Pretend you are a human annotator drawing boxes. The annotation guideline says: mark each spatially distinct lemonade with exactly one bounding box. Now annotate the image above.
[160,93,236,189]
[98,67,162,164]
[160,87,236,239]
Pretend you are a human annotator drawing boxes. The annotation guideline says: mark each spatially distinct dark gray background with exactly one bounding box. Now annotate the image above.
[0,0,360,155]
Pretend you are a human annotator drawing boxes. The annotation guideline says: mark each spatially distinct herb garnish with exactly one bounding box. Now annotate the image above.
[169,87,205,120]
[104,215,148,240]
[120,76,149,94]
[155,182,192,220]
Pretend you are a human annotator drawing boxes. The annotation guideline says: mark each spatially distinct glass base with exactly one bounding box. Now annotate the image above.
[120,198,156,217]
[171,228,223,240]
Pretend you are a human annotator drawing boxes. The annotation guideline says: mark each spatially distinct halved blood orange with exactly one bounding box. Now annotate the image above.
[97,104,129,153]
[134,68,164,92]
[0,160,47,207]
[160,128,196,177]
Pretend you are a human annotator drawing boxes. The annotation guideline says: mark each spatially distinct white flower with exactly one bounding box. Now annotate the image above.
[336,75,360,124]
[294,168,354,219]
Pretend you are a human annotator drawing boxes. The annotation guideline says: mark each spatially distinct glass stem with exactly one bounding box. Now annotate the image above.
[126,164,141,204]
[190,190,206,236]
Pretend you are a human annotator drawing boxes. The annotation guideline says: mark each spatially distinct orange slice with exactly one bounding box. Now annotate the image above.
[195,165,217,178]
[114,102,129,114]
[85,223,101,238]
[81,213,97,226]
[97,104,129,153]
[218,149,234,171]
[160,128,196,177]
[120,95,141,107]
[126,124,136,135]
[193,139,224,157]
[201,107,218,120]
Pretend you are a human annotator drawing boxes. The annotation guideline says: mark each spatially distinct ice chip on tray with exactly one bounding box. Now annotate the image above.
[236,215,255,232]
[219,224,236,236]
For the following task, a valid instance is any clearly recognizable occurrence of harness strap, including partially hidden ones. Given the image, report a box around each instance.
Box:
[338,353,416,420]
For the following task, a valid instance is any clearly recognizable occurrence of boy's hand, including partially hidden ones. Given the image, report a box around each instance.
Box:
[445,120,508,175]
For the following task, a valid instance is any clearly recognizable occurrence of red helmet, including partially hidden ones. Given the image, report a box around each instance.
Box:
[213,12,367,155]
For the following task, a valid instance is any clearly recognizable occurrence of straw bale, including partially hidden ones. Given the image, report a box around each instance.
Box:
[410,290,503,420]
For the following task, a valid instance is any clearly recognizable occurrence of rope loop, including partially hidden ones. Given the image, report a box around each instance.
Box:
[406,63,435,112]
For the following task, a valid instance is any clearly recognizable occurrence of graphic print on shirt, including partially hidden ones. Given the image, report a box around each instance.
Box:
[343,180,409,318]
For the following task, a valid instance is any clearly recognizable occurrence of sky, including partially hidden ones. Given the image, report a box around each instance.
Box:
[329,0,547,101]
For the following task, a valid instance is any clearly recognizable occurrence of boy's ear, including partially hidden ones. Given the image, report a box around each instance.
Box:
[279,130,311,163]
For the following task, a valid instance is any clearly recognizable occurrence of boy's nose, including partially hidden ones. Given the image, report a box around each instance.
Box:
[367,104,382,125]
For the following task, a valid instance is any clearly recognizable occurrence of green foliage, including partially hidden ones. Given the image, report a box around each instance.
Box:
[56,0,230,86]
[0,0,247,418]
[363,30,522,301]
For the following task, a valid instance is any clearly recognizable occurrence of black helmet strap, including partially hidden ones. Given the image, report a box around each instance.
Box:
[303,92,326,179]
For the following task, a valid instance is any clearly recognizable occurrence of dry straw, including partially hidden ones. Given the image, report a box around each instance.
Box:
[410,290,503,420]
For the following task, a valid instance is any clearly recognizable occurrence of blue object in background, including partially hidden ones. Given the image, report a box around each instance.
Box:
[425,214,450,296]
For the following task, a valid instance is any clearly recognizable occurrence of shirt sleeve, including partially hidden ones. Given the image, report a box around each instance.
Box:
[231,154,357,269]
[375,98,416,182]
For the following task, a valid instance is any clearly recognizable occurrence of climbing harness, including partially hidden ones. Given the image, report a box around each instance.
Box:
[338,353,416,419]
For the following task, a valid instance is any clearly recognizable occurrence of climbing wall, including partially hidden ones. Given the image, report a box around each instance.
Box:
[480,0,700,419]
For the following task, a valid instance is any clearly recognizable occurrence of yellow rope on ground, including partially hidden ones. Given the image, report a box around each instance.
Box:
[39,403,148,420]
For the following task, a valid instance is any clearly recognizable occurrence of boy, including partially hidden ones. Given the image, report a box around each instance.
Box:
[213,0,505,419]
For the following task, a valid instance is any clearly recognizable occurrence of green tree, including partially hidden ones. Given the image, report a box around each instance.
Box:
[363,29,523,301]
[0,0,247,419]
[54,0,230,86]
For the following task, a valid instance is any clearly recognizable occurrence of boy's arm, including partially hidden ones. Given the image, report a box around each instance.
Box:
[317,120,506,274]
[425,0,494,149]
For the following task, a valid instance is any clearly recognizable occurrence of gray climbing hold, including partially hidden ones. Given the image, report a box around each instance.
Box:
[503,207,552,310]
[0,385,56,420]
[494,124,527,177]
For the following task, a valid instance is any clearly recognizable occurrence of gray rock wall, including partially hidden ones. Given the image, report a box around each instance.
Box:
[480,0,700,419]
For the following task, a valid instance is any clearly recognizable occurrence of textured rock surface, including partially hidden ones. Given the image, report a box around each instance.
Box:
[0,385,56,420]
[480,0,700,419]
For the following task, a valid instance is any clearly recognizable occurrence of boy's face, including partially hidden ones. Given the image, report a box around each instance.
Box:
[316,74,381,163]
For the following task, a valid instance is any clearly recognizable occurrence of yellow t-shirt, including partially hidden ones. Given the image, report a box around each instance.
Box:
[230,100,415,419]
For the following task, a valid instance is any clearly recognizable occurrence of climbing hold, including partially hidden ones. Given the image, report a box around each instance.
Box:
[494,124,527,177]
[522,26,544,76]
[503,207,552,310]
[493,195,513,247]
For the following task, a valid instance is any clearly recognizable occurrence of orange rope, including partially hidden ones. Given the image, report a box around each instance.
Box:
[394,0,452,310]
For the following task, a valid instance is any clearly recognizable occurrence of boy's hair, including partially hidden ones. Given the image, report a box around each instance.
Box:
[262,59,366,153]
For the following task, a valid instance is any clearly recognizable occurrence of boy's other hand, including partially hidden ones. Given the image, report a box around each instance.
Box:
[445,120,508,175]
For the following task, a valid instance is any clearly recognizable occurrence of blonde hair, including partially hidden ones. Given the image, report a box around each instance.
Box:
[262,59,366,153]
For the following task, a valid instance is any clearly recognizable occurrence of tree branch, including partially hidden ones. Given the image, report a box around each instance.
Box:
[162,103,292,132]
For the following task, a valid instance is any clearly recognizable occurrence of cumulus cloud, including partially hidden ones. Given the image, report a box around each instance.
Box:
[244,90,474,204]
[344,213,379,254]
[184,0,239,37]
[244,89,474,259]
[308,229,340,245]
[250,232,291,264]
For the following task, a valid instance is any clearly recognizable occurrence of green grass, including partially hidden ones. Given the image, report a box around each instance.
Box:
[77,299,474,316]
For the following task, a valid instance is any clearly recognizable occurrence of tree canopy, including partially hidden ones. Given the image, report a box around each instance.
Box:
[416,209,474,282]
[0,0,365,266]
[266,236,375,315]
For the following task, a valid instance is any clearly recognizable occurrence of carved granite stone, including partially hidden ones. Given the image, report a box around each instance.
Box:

▸ **Task prompt**:
Rewrite all the records above, replacing "human annotator" with "careful annotator" and keeping everything else the same.

▸ **Response**:
Pretend you are a careful annotator drawing boxes. The annotation guideline says: mark each spatially distinct lemonade with exactly one bounding box. Now annotate the image above.
[160,93,236,189]
[98,67,162,164]
[160,87,236,239]
Pretend you are a careful annotator drawing boxes. The annotation guideline says: mark each spatially distinct dark gray background with exactly one bounding box. Now annotate the image above.
[0,0,360,155]
Pretend you are a careful annotator drawing boxes. The annotation guideline says: mark each spatially distinct herb garnish with exactly one bounding box. Now annotate the image above.
[169,87,205,120]
[104,215,148,240]
[120,76,149,94]
[155,182,192,220]
Pretend you are a careful annotator drawing boxes. The annotation guideline says: mark each spatially distinct glass base with exactly one bounding box. Now annotate the image above.
[120,198,156,217]
[171,228,223,240]
Pretend you are a careful annotator drawing boxes. The annotation guideline says: mark each spatially distinct halved blood orange with exactly one bounding box. Now annotate the image above.
[97,104,129,153]
[134,68,164,92]
[0,160,47,207]
[160,128,196,177]
Pretend you are a careful annotator drawing boxes. The annotation guideline says: mark each spatially distinct white flower with exactly one bounding box. Now annotate the image above.
[336,75,360,124]
[294,168,354,219]
Pretend you are a careful annotator drawing boxes. The annotation guideline says: mark each spatially distinct glass stem with exactly one bounding box. Now annotate the image above.
[126,164,141,204]
[190,190,206,236]
Pretend you are a careful annotator drawing boxes. The annotation guideline says: mark each spatially distinct orange slice with exactly one bounding box. Now annotate the image above.
[195,165,217,178]
[114,102,129,114]
[85,223,101,238]
[81,213,97,226]
[97,104,129,153]
[218,149,234,171]
[160,128,196,177]
[120,95,141,107]
[126,124,136,135]
[193,139,224,157]
[201,107,218,120]
Pretend you are a careful annotator drawing boxes. The annotation guideline says: mark each spatially distinct ice chip on tray with exactly one bounding box. Now annotate the image above.
[236,215,255,232]
[219,224,236,236]
For the following task, a valid instance is any clearly recognizable occurrence of harness strap, including partially hidden ones. Given the image, report a box around each instance.
Box:
[338,353,416,420]
For the following task, a valid instance is any clearly recognizable occurrence of boy's hand, including partially hidden ones. Given the image, report a box around each instance.
Box:
[445,120,508,175]
For the following task, a valid instance is any clearly recognizable occurrence of red helmet, including partially hidden ones. Given the image, report a box around each instance.
Box:
[213,12,367,155]
For the following task, a valid instance is any clearly recognizable occurrence of straw bale, including partially hidden ones. Given the image, report a box around each instance.
Box:
[410,290,503,420]
For the following task, a valid instance is any clearly recognizable occurrence of rope loop, including partially hidden ones. Given the image, report a box around each instance.
Box:
[406,63,435,112]
For the following task, a valid instance is any clearly recognizable occurrence of graphic print on shirt, including partially hidden ones. Given the image, report a box around each instance.
Box:
[343,180,409,318]
For the following task, a valid instance is any clearly recognizable occurrence of sky, including partially hidden ones. Given the image, report a box around each instance.
Box:
[329,0,547,101]
For the following task, a valid instance is any clearly recognizable occurrence of boy's ear, including partially hidden ones. Given the image, report a box around each instance.
Box:
[279,130,311,163]
For the following task, a valid instance is any clearly recognizable occurrence of boy's nose, including partially hidden ones. Given the image, report a box around each instance.
Box:
[367,104,382,125]
For the following task, a valid instance is any clearly recognizable occurrence of green foliage, including partially hidden ones. Given the image, report a box around each instance.
Box:
[56,0,230,86]
[0,0,247,418]
[363,30,522,301]
For the following task, a valid instance is any clearly recognizable occurrence of black helmet strap, including partially hidden ones. Given the image, report a box around each instance.
Box:
[303,92,326,179]
For the following task, a valid instance is any clearly recognizable occurrence of dry straw, including partially hidden ones. Given the image, report a box around each instance.
Box:
[410,290,503,420]
For the following task, a valid instance is any clearly recognizable occurrence of blue object in background, including partially hidden ones. Given the image, report a box around each instance.
Box:
[425,214,450,296]
For the following task, a valid instance is any clearly recognizable occurrence of shirt sleeve, including partially hidden ones. Given the image, report a box around each instance.
Box:
[231,154,357,269]
[375,98,416,182]
For the following task, a valid instance is any clearly recognizable occurrence of climbing harness, including partially hidden ones. Given the image, report a box around each instance.
Box:
[338,353,416,419]
For the following task, a valid instance is any clearly recognizable occurrence of climbing wall, including partially hidden ones. Given the image, report a box around each instance.
Box:
[480,0,700,419]
For the following task, a valid instance is any clearly recognizable occurrence of yellow rope on ground, including partially hidden ones. Given the image, report a box around each instance.
Box:
[39,403,148,420]
For the following task, a valid instance is any clearly recognizable occurrence of boy, including partially hidden ones. Given the image, report a box around each instance.
Box:
[213,0,505,419]
For the following task, a valid instance is any clearly recognizable occurrence of green tree, including partially hidden ones. Given the image, report a box around each instance.
Box:
[363,29,523,301]
[0,0,247,419]
[54,0,230,86]
For the following task, a valid instance is any clearly recognizable occurrence of boy's arm, including partially hidden ones. Given the image, report a box around each instance.
Box:
[317,120,506,274]
[425,0,494,149]
For the following task, a valid instance is any clearly recognizable occurrence of gray climbing hold, including partially hidden ones. Given the image, report a box around each instance.
Box:
[503,207,552,310]
[0,385,56,420]
[494,124,527,177]
For the following task, a valid instance is any clearly recognizable occurrence of gray rock wall, including partially hidden ones. Given the image, report a box around each instance.
Box:
[480,0,700,419]
For the following task, a valid instance is any clearly recognizable occurrence of textured rock surface, including partially hidden ones. Given the image, report a box around each instance.
Box:
[0,385,56,420]
[480,0,700,419]
For the following task, a valid instance is any clearly recognizable occurrence of boy's face, including partially hidden ones. Given the image, report a box around each instance.
Box:
[316,74,381,163]
For the following task, a valid instance is any clearly recognizable occurrence of yellow t-shirt, including partially hidden ones. Given the image, report a box around each instance.
Box:
[230,100,415,419]
For the following task, a valid instance is any clearly recognizable occurrence of climbing hold, including partially hidden ones. Given the image, report a box around each instance.
Box:
[494,124,527,177]
[522,26,544,76]
[503,207,552,310]
[493,195,513,247]
For the following task, a valid instance is any clearly recognizable occurrence of orange rope, including partially hidden ones. Given the image, report a box around each instance.
Box:
[394,0,452,310]
For the following task, a valid instance is any clearly recognizable occurrence of boy's hair, including partially hidden ones. Given the image, report a box around each instance.
Box:
[262,59,366,153]
For the following task, a valid instance is any clearly recognizable occurrence of boy's other hand, including partially hidden ones. Given the image, report a box around each instance.
Box:
[445,120,508,175]
For the following task, a valid instance is any clearly recognizable occurrence of blonde hair, including partially hidden ones. Given the image, report a box around each instance.
Box:
[262,59,366,153]
For the following task, a valid instance is any clearly recognizable occurrence of tree branch, including partially hidden ones. Given the image, report a box around each instance.
Box:
[162,103,292,132]
For the following task, a valid instance is any clearly recognizable occurrence of cumulus cloud, including partially hidden ones. Given the image, report a box around each instance.
Box:
[244,90,474,204]
[344,213,379,254]
[184,0,239,37]
[244,89,474,259]
[308,229,340,245]
[250,232,291,264]
For the following task, a valid instance is any clearly recognizable occurrence of green grass, including partially hidden ones. Given the image, report a box around each instance.
Box:
[77,299,474,316]
For the following task, a valid instance is any clearly recognizable occurrence of tree canopy, including partially hidden ones. Given the image, report a box around each instance.
Box:
[416,209,474,282]
[0,0,365,266]
[266,236,375,315]
For the following task, a valid instance is any clearly recognizable occurrence of carved granite stone, including partially hidden ones. Given the image, report a box around each instance.
Box:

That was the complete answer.